Problem statement -> Please continue the magnetic pulse welding passage below, starting right after its last sentence.

Passage for review ->
__________________________________________________

Magnetic pulse welding is based on a very short electromagnetic pulse (<100 μs), which is obtained by a fast discharge of capacitors through low inductance switches into a coil. The pulsed current with a very high amplitude and frequency (500 kA and 15 kHz) produces a high-density magnetic field, which creates an eddy current in one of the work pieces. Repulsive Lorentz forces are created and a high magnetic pressure well beyond the material yield strength causes acceleration of one of the work pieces to velocities of up to 500 m/s upon collision.

The flying work piece then impacts its target, though different parts will contact at different times. As the line of contact moves, typically a jet of ejected surface material forms ahead of the contact line. This jet is beneficial as it effectively cleans the surfaces by ejecting some surface material (removing oxides or contaminants).

During magnetic pulse welding a high plastic deformation is developed along with high shear strain and oxide disruption due to the jet and high temperatures near the collision zone. This leads to a solid-state weld due to the microstructure refinement (dislocation cells, slip bands, micro twins and local recrystallization).

==Principles==
In order to achieve a strong weld, several conditions have to be reached:
- Jetting condition: the collision has to be subsonic compared to the local material's speed of sound to generate a jet.
- High pressure regime: the impact velocity has to be sufficient to obtain a hydrodynamic regime, otherwise the parts will only be crimped or formed.
- No fusion during the collision: If the pressure is too high, the materials can locally melt and re-solidify. This can cause a weak weld.

The main difference between magnetic pulse welding and explosive welding is that the collision angle and the velocity are almost constant during the explosive welding process, while in magnetic pulse welding they continuously vary.

__________________________________________________

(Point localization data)

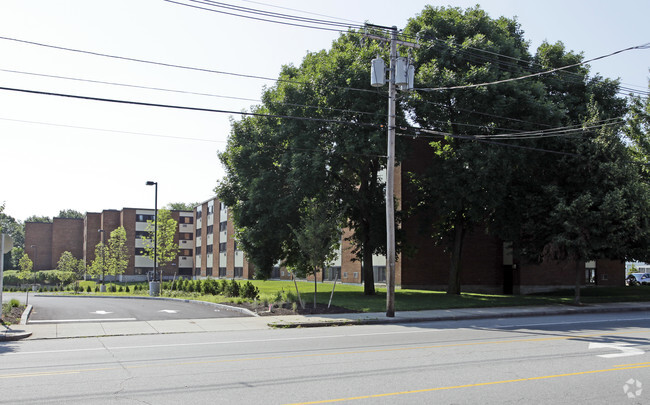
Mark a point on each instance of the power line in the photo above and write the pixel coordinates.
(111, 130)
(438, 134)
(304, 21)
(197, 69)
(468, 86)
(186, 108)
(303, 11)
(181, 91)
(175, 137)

__________________________________________________

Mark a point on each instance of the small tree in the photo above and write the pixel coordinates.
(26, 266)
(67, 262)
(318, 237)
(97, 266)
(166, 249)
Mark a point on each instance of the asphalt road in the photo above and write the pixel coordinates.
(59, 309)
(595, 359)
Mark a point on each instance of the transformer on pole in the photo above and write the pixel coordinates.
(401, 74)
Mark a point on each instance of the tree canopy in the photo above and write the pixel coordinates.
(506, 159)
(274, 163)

__________________________________________________

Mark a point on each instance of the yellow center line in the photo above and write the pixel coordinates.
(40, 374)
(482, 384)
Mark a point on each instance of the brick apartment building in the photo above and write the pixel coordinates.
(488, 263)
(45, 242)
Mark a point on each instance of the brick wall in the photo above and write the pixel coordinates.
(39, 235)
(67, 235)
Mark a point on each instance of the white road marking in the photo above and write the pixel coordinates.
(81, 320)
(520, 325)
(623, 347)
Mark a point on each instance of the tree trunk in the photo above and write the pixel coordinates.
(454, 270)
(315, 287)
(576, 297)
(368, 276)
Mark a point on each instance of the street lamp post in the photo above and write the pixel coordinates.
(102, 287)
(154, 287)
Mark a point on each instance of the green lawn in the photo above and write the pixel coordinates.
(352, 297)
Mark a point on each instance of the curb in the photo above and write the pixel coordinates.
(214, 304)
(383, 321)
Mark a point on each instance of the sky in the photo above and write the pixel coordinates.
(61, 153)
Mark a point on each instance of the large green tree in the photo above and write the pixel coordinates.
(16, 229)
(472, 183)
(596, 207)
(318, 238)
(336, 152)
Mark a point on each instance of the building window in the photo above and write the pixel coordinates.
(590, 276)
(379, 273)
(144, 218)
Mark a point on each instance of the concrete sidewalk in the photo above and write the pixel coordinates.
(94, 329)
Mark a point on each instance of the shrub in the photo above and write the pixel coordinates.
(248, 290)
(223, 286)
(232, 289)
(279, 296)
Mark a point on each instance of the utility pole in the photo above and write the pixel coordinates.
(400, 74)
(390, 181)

__________________________________________________

Your response ->
==Numerical simulations of MPW==
Various numerical investigations were carried out to predict the interface behavior of the MPW and the in-flight behavior of the flyer to determine the collision conditions. Generally, the flyer velocity prior to the impact governs the interfacial phenomena. This is the characteristic parameter that should be known based on the process and adjustable process parameters. Although experimental measurements using laser velocimetry methods provide an accurate assessment of the flyer velocity; one example of such measurement is Photon Doppler velocimetry (PDV); numerical computation offers a better description of the flyer velocity in terms of spatial and temporal distribution.

A multi-physics computation of the MPW process can take into account of the electrical current through the coil and compute the physical behavior for an electromagnetic-mechanical coupled problem. These simulations also allow the thermal effect during the process to be included. A 3D example model used for LS-DYNA simulation is also used, and it also provides some details of the physical interactions of the process, the governing equations, the resolution procedure, and both boundary and initial conditions. The model is used to show the capability of 3D computation to predict the process behavior and particularly, the flyer kinematics and macroscopic deformation.